■ **Trecho selecionado**:
Como voto consciente entendamos a escolha qualificada e desinteressada
do candidato e da candidata cujas ações o revelam e a revelam comprometido ou
comprometida com as questões da coletividade, com os interesses da população.
Nas seções seguintes e em conteúdos sequenciais, apresento alguns
fatores nos quais verifico impedimentos ao voto consciente e até a sua
impossibilidade para muitos e muitas eleitoras e eleitores. Um desses fatores é
a ética disseminada em nossa sociedade. A ética voltada para interesses
particulares em vez dos coletivos e que influencia a ética política.
Concluo afirmando que essa ética situa os eleitores e as eleitoras de diferentes graus de escolarização no mesmo formato de voto definido muitas vezes mais por interesse particular do que pela consciência do interesse público. Veja a seguir.
VOTO CONSCIENTE ENTRE PESSOAS ESCOLARIZADAS: ATÉ QUE PONTO É POSSÍVEL?
Em nossa sociedade se construiu nos movimentos de luta por educação um discurso
pelo qual os governantes não investiam ou investem em educação porque querem o
povo analfabeto para melhor manobrá-lo e o submeter às suas regras.
A esse discurso subjaz um entendimento comum de que as pessoas mais escolarizadas
seriam mais esclarecidas e menos suscetíveis à submissão. Assim, estariam mais
aptas a votarem de forma mais consciente do que as menos escolarizadas. De
forma contrária, as pessoas menos escolarizadas seriam mais submissas porque
menos esclarecidas; logo, menos capacitadas para o voto consciente.
Considerando então que grande parte dos eleitores e eleitoras esteja
entre as pessoas menos escolarizadas, esse entendimento sugere que essas
pessoas seriam de certa forma responsáveis pela manutenção das estruturas de
poder. Isto porque não disporiam do voto consciente pelo qual poderíamos
escolher representantes comprometidas e comprometidos com o interesse público e
com possíveis mudanças.
Considero esse entendimento inquestionável em relação à ampliação da
compreensão de mundo que a educação escolar proporciona. Teoricamente, as
pessoas mais escolarizadas estão mais aptas a votar com consciência e com mais
chances de acertar na escolha em decorrência do seu voto qualificado. Estão em
melhores condições de conhecer as diversas situações do jogo político e melhor
avaliar os candidatos e as candidatas antes de definir o seu voto.
Mas em se considerando a nossa ética
política, as leis eleitorais, as ideologias partidárias e a alienação que
nos atravessa por praticamente todos os lados, a possibilidade do voto
consciente se torna bastante questionável, muito duvidoso e até impossível para
muitos eleitores e muitas eleitoras. E não apenas para os e as de baixa
escolaridade; também para as pessoas com escolarização mais elevada, inclusive
de formação superior.
Por uma dessas razões, seja ela qual for, eleitores e eleitoras de
diferentes graus de escolarização podem não dispor do voto consciente na hora
de votar, tanto os pouco quanto os muito esclarecidos e esclarecidas.
Pela razão ética, em vez do voto consciente o que se efetiva muitas
vezes é o voto por interesse por vivenciarmos uma ética embasada em valores
particulares mais do que em valores coletivos que evidenciem a preocupação com
o outro.

[Trechos de dados de rotulagem de localização]

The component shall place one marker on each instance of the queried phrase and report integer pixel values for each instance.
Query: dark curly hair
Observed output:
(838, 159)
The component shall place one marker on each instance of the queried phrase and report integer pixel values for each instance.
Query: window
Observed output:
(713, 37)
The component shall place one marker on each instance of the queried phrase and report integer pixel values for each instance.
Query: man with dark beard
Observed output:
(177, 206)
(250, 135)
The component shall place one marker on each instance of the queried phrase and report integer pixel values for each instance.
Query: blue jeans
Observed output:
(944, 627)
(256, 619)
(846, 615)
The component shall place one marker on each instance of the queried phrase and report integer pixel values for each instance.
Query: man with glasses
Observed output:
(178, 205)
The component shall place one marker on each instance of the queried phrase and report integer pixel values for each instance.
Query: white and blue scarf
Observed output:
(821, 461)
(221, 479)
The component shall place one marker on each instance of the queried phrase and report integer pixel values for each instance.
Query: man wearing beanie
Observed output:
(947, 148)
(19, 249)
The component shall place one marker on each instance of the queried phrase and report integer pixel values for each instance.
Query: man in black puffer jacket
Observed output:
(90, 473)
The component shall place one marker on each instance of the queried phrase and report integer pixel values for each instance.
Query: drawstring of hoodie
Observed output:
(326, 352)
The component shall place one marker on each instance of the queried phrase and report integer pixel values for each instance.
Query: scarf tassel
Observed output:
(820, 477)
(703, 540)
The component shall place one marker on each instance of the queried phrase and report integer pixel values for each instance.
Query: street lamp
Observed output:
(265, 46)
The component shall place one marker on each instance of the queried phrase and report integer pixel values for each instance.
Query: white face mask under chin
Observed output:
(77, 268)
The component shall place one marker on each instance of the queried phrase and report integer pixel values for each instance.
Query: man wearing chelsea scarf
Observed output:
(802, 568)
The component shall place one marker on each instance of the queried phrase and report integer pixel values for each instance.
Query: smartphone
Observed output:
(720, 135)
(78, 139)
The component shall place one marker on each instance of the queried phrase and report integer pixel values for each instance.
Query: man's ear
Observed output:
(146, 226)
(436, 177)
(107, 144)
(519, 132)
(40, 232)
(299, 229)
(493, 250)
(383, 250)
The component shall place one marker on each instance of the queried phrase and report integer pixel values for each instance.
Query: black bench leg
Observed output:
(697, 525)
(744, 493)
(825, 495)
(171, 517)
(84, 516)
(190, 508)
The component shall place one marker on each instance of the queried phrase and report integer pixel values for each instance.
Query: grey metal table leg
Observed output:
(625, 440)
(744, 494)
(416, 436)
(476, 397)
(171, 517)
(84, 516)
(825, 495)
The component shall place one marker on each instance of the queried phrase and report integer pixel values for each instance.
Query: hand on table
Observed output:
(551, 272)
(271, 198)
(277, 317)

■ **Ações a realizar**:
a: No texto sobre o voto consciente, reescreva o trecho que vai de "Concluo afirmando que" até "PONTO É POSSÍVEL?", substituindo "formato" por "padrão".
b: Prossiga o texto sobre o voto consciente a partir da última frase apresentada.
As entradas constituem um material independente do texto.

■ **Respostas às tarefas**:
a:
Concluo afirmando que essa ética situa os eleitores e as eleitoras de diferentes graus de escolarização no mesmo padrão de voto definido muitas vezes mais por interesse particular do que pela consciência do interesse público. Veja a seguir.
VOTO CONSCIENTE ENTRE PESSOAS ESCOLARIZADAS: ATÉ QUE PONTO É POSSÍVEL?

b:
Pelas leis eleitorais, estas não nos favorecem como eleitores e
eleitoras; logo, não contribuem com o voto consciente uma vez que apenas
legitimam o saber-fazer do sistema.
Pelas ideologias partidárias, são muitas as incompreensões e distorções acerca
desse conceito e das ideias que o compõem, o que não contribui com o voto
consciente.
Pela alienação, são muitas as circunstâncias de vida dos eleitores e das
eleitoras que os e as distanciam da vida prática e política; logo, distanciados
e distanciadas do voto consciente.
Esses são alguns fatores nos quais identifico inconsistências no
discurso acerca do voto consciente. São as razões por que considero que a
escolarização não é fator determinante da qualidade de nosso voto. Não é razão
suficiente. Escolarizados e escolarizadas de diferentes graus se submetem igualmente
às mesmas regras do poder, sujeitando-se a uma ou à outra por iguais ou
diferentes razões.
Assim, o voto que elege pode até ser um voto qualificado e esclarecido,
mas não um voto consciente que nos possibilite eleger candidatos e candidatas
focadas e focadas realmente no interesse público. Ressalvando-se situações em
que se verifica conhecimento pessoal do candidato ou da candidata.
Oportunamente, comentarei sobre essas razões em novos conteúdos. Mas desde já, vejamos um pouco mais sobre a nossa ética política: a ética que direciona a conduta de nossos governantes, representantes democráticos e demais agentes com funções públicas cujas ações destinam-se ao interesse público ou, se não, deveriam se destinar. Veja a seção seguinte.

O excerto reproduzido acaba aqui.